[Records supplied]
• • • • • • •

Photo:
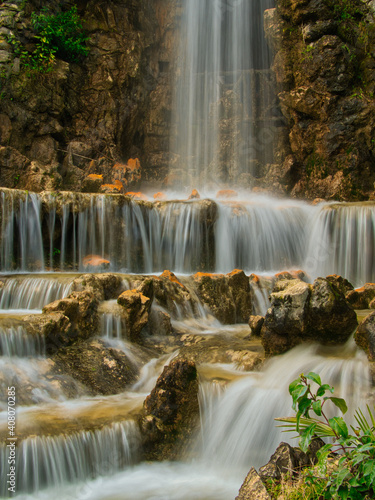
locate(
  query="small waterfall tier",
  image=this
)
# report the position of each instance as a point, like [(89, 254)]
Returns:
[(224, 113), (50, 461), (79, 232)]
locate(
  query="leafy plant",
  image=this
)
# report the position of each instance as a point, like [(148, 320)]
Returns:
[(352, 476)]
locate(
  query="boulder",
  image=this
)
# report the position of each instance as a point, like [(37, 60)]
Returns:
[(227, 296), (300, 312), (102, 370), (365, 336), (255, 324), (253, 488), (362, 298), (171, 412), (82, 310), (136, 312)]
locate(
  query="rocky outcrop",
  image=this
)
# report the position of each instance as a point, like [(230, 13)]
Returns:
[(95, 116), (227, 296), (362, 298), (136, 308), (300, 312), (325, 72), (102, 370), (365, 336), (170, 412)]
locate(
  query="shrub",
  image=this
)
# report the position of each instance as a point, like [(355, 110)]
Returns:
[(346, 467)]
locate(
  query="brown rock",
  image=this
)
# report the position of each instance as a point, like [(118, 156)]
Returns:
[(365, 336), (253, 488), (103, 370), (136, 312), (361, 298), (170, 412)]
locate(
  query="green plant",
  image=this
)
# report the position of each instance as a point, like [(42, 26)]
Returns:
[(352, 476)]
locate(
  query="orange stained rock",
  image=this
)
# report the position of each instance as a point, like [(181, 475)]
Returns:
[(94, 261), (133, 164), (194, 195), (226, 193), (235, 271), (137, 196), (169, 275), (160, 196), (95, 177)]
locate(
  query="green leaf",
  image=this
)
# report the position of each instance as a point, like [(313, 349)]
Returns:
[(340, 403), (314, 377), (306, 437), (317, 407), (339, 426), (323, 388)]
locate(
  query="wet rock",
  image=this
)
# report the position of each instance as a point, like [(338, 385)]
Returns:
[(170, 412), (227, 296), (95, 262), (82, 310), (300, 312), (340, 283), (102, 370), (104, 286), (362, 298), (253, 488), (92, 183), (255, 324), (159, 323), (129, 175), (365, 336), (136, 308)]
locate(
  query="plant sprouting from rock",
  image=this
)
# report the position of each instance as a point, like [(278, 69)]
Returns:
[(346, 468)]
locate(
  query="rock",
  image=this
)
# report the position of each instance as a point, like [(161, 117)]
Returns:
[(103, 286), (129, 175), (340, 283), (95, 263), (365, 336), (300, 312), (226, 194), (82, 310), (103, 370), (194, 195), (92, 183), (136, 312), (159, 323), (362, 298), (255, 324), (253, 488), (227, 296), (170, 412)]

• • • • • • •

[Goal of the exercise]
Check every line of the listing above for the string "position", and give the number of lines that have it, nothing more.

[Result for this task]
12